═════ Information

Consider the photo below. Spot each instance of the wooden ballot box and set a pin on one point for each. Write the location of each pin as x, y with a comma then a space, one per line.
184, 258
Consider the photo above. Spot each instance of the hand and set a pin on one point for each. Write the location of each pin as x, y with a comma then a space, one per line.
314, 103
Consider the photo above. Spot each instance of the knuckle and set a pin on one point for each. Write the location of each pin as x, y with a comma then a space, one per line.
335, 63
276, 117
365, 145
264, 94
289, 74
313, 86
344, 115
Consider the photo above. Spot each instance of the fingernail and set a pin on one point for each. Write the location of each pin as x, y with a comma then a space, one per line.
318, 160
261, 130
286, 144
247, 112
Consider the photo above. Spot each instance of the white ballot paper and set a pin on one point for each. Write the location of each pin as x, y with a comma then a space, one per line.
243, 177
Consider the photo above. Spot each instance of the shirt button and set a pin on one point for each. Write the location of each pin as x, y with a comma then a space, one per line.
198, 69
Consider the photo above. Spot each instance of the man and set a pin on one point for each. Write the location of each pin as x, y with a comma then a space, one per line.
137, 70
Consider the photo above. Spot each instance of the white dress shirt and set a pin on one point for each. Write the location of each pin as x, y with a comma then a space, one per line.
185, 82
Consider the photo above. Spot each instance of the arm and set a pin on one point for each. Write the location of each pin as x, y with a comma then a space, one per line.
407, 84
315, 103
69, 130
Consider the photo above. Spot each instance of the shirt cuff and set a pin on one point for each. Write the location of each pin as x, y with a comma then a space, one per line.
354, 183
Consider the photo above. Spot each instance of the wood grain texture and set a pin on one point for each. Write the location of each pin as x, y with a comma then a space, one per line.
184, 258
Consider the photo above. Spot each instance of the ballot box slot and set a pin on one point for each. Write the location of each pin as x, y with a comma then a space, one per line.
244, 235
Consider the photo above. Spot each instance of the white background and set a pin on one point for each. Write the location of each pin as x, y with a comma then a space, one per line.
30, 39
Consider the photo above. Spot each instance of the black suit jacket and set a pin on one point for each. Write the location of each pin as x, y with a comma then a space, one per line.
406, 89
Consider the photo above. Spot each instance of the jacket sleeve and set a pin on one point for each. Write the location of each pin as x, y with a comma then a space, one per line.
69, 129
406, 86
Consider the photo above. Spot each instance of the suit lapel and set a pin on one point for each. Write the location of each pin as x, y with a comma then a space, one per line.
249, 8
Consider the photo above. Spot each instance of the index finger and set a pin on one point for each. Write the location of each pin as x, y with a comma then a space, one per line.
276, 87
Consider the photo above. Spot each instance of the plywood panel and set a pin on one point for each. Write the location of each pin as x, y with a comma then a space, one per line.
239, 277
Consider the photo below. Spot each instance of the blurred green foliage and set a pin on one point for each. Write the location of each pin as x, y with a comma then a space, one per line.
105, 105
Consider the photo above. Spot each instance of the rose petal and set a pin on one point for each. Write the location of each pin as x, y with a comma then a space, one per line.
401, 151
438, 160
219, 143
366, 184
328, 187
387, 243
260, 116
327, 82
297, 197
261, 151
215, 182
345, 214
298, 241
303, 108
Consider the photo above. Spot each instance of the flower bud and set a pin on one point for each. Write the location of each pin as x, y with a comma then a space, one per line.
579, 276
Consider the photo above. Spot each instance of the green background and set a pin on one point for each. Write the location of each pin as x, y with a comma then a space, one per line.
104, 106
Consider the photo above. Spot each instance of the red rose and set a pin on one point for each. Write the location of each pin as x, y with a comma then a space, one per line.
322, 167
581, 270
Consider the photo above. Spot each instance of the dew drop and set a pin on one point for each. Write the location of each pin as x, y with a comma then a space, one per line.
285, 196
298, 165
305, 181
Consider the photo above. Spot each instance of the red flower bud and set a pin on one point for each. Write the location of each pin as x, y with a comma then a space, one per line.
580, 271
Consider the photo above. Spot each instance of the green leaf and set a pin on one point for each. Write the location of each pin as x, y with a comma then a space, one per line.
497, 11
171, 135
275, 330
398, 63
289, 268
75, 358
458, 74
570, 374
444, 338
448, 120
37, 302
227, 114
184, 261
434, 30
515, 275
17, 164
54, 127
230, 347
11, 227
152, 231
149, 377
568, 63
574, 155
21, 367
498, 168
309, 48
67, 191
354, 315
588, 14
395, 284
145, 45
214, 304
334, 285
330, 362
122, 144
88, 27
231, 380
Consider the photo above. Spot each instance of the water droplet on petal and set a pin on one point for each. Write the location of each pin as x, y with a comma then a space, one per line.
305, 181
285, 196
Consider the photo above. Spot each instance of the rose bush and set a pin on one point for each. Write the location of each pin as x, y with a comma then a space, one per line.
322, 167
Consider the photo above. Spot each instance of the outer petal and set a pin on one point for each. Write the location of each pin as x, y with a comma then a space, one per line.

══════════

### Exercise directions
Print, exactly as they appear above, the lines running from the one with "Consider the photo above. Spot each instance of the water" through the final line.

### Problem solution
Consider the photo above. Spot each instance of the water droplet on petal and set a pin on one point for each. Write the location of each pin as x, y with a comma then a space, one per line.
305, 181
285, 196
Consider the photo above. Spot each instance of the rose bush and set a pin on one point for each. Write the location of each pin as x, y with a comma then a space, one per line.
322, 167
Consider the photo above. Spot each instance of the outer petal and set a pin on one point for each. Write the location of each pin as x, y with a comma then a space, one per line.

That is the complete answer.